- _Document passage_
Memories of Those Who Experienced Life in the Moose River Plains

The Moose River Plains
The Adirondacks’ Moose River Plains, Volume 1, is the first in a series of three major informal histories about the vast territory once referred to as the Indian Clearing country. Its story continues with Volumes 2 and 3. Until now, there has been no recognized recorded work about this remote territory other than bits of meager accounts scattered in early newspapers and travel magazines, period pieces such as “Wallace’s Guide to the Adirondacks”, occasional references in out-of-print books, individuals’ journals and various other vintage works.

My task was to gather as much material as possible, including untapped first-person accounts, then sift and sort the data and pull it together into a wide-ranging and unified history that looks back at a past time that otherwise would never be known. Here was a book ripe for the writing, a book about people, with enough of the background and other data to explain how and why The Plains has been such a beloved area.
Memories of those who experienced life in the Moose River Plains and narratives by others who knew old-time personalities connected with the south branch of the Moose River help to connect the reader with times past and allow people and events to be re-created through the images in readers’ minds. This trip back in time is enriched by historical photographs which so many generously shared.
Equally refreshing is the vitality of gleanings from early Conservation Department biologists, who spent years on deer studies. Their investigations help explain why this country was once labeled The Land of Deer. Intertwined throughout this Adirondack history are stories of millionaires and powerful politicians, of conservationists and rogue hunters, and especially the stories of the first pioneers to settle in the territory, and their descendants.

The histories of the 1890s pioneer Kenwell family’s Sportsman’s Home and the latter-day triangle of the three foremost camps—Gerald Kenwell’s Otter Brook Camp, Charles Chapin’s Camp Nit on Beaver Lake (later owned and operated by Alan and Margaret Wilcox) and the ever-popular Hot Top Camp, later owned by Len Harwood—offer insight into the reasons why the area drew throngs of the early sporting crowd to the immense and magnificent Plains.
Camping parties, local guides and camp diary entries resurrect events and characters long associated with the Moose River Plains country. Character sketches of long-time packers, campers, forest rangers and game protectors, bush pilots, and sport enthusiasts interweave to tell their human story of the Plains. The narrative portions of the work aim to present this informal history in a casual story-telling manner.
The whereabouts of the earliest Gould Paper Company lumber camps, dams and logging activities reveal a robust timber cutting operation during the opening years of the 20th century. Gould’s logging operations and lumbermen’s goings-on take center stage in place of dry statistics dealing with acres cut and yearly cord totals.

- _Exercise tasks_
1. Rewrite everything from "My task was" down to "many generously shared." in the Moose River Plains passage, changing "historical photographs" to "archival photographs".
2. In the Moose River Plains passage, what label was once given to this country?

- _Information_

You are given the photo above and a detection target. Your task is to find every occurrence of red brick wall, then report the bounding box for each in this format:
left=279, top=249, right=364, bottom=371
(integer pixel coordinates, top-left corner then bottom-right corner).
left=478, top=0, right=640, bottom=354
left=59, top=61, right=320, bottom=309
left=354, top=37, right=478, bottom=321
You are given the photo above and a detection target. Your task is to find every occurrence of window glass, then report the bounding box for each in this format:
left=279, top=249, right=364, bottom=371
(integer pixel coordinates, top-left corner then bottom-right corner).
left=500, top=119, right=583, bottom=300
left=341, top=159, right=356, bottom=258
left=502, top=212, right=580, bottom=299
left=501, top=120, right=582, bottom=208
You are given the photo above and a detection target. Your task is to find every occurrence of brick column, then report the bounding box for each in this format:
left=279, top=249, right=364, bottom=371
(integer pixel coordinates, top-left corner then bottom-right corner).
==
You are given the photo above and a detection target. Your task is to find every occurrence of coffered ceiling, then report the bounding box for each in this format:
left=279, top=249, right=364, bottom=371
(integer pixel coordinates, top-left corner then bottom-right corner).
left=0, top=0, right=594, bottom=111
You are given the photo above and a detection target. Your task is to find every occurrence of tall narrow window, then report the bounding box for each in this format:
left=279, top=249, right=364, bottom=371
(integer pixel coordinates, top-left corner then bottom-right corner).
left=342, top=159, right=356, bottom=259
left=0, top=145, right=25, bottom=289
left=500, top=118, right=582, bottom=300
...
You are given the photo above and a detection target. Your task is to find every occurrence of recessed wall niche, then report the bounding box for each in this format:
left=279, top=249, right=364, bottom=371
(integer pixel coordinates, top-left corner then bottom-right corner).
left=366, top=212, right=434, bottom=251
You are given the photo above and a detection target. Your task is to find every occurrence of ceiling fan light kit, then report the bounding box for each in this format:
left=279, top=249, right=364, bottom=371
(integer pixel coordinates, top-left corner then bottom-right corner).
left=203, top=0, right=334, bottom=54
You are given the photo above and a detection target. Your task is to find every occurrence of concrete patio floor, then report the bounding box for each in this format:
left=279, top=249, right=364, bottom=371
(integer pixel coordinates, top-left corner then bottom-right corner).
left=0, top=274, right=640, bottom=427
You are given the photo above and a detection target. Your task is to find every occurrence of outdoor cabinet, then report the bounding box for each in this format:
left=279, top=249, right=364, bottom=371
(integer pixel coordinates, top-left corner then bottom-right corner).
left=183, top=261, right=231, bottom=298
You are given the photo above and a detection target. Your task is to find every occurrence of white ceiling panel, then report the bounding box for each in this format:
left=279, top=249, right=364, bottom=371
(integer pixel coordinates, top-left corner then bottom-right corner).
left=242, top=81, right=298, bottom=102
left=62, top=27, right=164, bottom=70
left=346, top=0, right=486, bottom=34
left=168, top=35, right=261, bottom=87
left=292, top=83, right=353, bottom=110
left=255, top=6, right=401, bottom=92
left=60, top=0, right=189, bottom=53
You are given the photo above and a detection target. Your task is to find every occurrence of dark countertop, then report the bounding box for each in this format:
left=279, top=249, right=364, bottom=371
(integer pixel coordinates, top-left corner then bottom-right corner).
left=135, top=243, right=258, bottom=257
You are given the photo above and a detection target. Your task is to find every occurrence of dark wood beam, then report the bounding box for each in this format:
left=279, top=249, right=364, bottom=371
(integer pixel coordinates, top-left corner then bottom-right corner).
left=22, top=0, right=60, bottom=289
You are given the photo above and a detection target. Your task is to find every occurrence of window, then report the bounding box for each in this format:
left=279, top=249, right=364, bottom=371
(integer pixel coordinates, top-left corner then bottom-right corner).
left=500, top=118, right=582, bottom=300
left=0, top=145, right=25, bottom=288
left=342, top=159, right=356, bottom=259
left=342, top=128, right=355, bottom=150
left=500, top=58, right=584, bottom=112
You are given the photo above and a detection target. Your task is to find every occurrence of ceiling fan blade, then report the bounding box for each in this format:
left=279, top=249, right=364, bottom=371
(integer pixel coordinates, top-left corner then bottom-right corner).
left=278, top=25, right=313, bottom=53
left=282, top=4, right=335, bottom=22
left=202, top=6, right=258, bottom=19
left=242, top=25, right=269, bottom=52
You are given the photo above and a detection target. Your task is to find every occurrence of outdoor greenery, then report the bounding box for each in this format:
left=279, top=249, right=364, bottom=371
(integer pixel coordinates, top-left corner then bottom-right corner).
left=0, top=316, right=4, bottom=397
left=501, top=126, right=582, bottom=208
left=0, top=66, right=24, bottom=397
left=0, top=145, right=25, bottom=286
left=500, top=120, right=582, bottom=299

- _Solutions in order_
1.
My task was to gather as much material as possible, including untapped first-person accounts, then sift and sort the data and pull it together into a wide-ranging and unified history that looks back at a past time that otherwise would never be known. Here was a book ripe for the writing, a book about people, with enough of the background and other data to explain how and why The Plains has been such a beloved area.
Memories of those who experienced life in the Moose River Plains and narratives by others who knew old-time personalities connected with the south branch of the Moose River help to connect the reader with times past and allow people and events to be re-created through the images in readers’ minds. This trip back in time is enriched by archival photographs which so many generously shared.

2. The Land of Deer.